Trecho da página —
---------------
A descoberta do outro é, pois, fundamental na vida humana. Tornar-se como que parte integrante do outro e fazer dele uma parte integrante de si. Depois de longa luta, com armas que não são materiais nem de destruição, poderá dizer que este outro é a "metade de sua alma".


A inspiração "eidética" e "erótica" da metafísica impede o pensamento de toda a superação até ao Outro. A transcendência onto-teológica que o realiza não é senão a absolutização do Mesmo. O modelo secreto que anima a reflexão é o do "subjectum" e do "objectum". O objeto representado é uma objetivação do "subjectum": o homem concebido como sujeito autônomo transfere para o objeto os seus próprios caracteres e valoriza-o em função das suas exigências. Inversamente, o homem-sujeito é interpretado segundo o modelo subsistente. O pensamento, fechado no círculo representativo do sujeito e do objeto, não pode sair de si-próprio: está condenado a refletir o Mesmo sem nunca poder chegar ao Outro. Oscilando entre o sujeito e o objeto, a reflexão não encontra, por todo o lado, senão a sombra trazida por si-própria. Esgota-se a analisar as suas próprias condições de possibilidade, a refletir-se sem fim, a menos que consiga realizar a adequação perfeita entre o representado objetivo e a representação subjetiva.
---------------
Tarefa dada 1 — Repita palavra por palavra o trecho da página inteiro.
Tarefa dada 2 — Selecione e copie todas as linhas em que aparece a palavra "tree".
O texto e as linhas não têm relação entre si.
---------------
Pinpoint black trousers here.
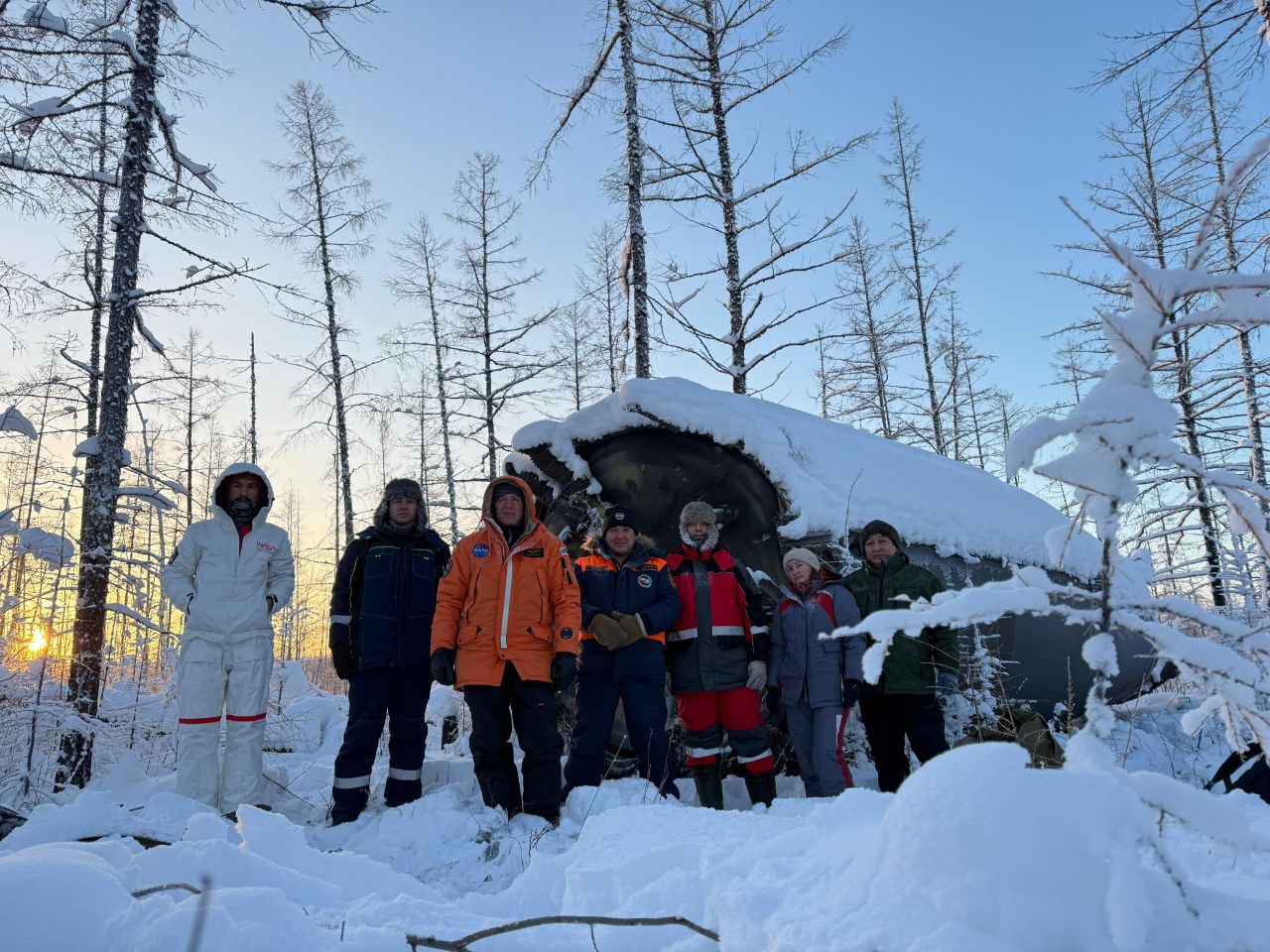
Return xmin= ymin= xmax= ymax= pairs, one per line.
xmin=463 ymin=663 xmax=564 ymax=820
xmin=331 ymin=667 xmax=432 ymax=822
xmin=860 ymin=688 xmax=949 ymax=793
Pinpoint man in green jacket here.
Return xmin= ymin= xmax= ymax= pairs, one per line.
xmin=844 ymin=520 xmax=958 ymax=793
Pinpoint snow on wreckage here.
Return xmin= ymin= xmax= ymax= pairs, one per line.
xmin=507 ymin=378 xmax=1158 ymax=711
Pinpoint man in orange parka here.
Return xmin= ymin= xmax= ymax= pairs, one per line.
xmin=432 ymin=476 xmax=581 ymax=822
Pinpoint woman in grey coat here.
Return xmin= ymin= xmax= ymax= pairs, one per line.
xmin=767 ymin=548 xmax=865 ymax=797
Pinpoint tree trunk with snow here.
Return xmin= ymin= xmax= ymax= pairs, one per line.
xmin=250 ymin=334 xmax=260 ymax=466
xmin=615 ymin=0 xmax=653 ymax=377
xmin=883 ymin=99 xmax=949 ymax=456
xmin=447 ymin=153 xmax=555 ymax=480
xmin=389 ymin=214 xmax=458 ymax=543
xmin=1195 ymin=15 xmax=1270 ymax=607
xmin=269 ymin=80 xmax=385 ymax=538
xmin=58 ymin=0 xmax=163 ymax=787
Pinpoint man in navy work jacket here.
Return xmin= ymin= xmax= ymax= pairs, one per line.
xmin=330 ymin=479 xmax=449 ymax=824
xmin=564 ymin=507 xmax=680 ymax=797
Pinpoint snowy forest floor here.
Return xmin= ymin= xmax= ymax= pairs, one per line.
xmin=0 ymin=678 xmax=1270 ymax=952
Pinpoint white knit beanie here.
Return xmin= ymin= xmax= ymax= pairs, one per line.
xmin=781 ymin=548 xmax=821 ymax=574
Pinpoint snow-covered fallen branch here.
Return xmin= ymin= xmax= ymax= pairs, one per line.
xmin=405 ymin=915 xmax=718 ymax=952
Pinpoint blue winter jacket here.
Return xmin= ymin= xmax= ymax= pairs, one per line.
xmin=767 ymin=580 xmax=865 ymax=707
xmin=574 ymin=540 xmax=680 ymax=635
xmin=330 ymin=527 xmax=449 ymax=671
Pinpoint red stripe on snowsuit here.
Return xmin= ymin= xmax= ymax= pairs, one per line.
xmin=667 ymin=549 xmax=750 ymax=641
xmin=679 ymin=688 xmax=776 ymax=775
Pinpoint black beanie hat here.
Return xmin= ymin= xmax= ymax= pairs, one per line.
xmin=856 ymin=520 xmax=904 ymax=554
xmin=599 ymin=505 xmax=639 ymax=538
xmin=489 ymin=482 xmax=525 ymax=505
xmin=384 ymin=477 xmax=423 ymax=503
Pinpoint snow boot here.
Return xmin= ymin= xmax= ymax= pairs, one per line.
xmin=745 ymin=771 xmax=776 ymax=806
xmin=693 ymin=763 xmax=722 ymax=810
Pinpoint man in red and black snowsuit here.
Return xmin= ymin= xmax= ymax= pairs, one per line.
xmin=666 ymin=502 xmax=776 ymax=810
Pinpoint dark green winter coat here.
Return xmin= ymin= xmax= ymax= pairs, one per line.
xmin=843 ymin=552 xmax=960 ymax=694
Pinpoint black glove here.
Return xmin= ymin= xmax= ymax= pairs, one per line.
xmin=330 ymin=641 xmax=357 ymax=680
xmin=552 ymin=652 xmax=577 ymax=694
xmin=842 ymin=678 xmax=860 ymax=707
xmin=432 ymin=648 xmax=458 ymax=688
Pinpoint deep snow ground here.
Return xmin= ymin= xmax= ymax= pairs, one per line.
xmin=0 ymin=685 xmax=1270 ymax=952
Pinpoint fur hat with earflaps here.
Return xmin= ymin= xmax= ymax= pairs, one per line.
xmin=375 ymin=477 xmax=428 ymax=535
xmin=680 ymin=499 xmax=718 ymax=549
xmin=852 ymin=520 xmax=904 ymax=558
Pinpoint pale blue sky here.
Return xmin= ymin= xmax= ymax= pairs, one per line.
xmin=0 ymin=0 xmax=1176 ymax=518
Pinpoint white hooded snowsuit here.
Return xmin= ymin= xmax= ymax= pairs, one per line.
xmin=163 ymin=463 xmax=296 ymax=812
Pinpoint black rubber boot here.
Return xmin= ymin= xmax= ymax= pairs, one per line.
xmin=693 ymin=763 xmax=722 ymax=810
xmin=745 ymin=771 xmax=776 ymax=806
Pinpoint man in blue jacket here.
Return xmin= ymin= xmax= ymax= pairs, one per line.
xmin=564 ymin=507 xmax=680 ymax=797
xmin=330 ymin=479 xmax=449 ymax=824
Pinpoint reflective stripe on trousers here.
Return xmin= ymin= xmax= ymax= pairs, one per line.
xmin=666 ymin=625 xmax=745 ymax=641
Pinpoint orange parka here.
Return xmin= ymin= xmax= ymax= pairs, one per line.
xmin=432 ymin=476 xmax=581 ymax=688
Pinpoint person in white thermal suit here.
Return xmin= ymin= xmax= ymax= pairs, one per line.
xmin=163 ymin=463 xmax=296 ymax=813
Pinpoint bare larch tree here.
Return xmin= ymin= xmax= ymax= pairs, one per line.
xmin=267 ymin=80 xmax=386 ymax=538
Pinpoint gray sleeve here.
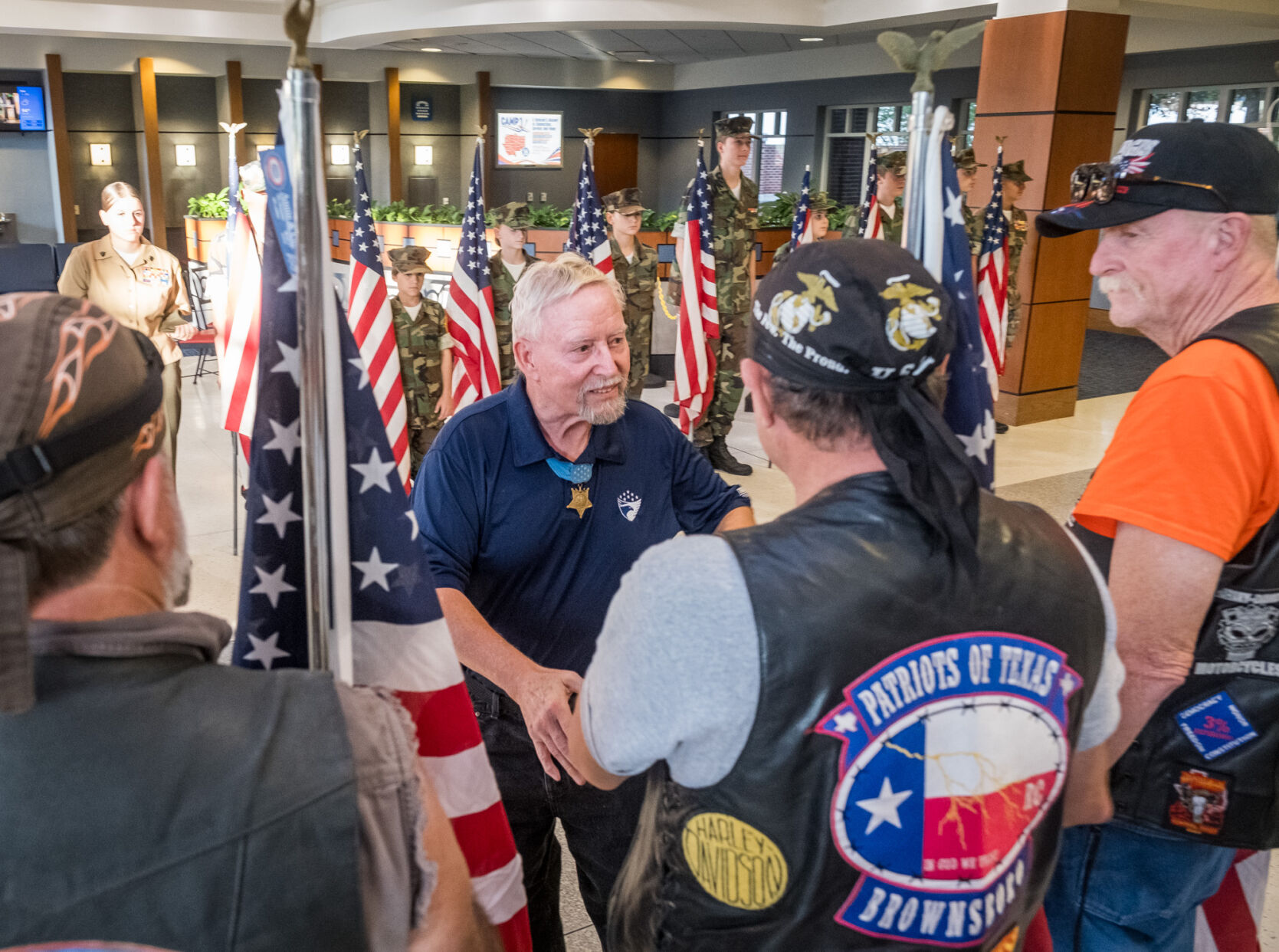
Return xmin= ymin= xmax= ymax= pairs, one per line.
---------------
Resposta escrita 1 —
A descoberta do outro é, pois, fundamental na vida humana. Tornar-se como que parte integrante do outro e fazer dele uma parte integrante de si. Depois de longa luta, com armas que não são materiais nem de destruição, poderá dizer que este outro é a "metade de sua alma".


A inspiração "eidética" e "erótica" da metafísica impede o pensamento de toda a superação até ao Outro. A transcendência onto-teológica que o realiza não é senão a absolutização do Mesmo. O modelo secreto que anima a reflexão é o do "subjectum" e do "objectum". O objeto representado é uma objetivação do "subjectum": o homem concebido como sujeito autônomo transfere para o objeto os seus próprios caracteres e valoriza-o em função das suas exigências. Inversamente, o homem-sujeito é interpretado segundo o modelo subsistente. O pensamento, fechado no círculo representativo do sujeito e do objeto, não pode sair de si-próprio: está condenado a refletir o Mesmo sem nunca poder chegar ao Outro. Oscilando entre o sujeito e o objeto, a reflexão não encontra, por todo o lado, senão a sombra trazida por si-própria. Esgota-se a analisar as suas próprias condições de possibilidade, a refletir-se sem fim, a menos que consiga realizar a adequação perfeita entre o representado objetivo e a representação subjetiva.

Resposta escrita 2 —
Pinpoint tree trunk with snow here.
Pinpoint bare larch tree here.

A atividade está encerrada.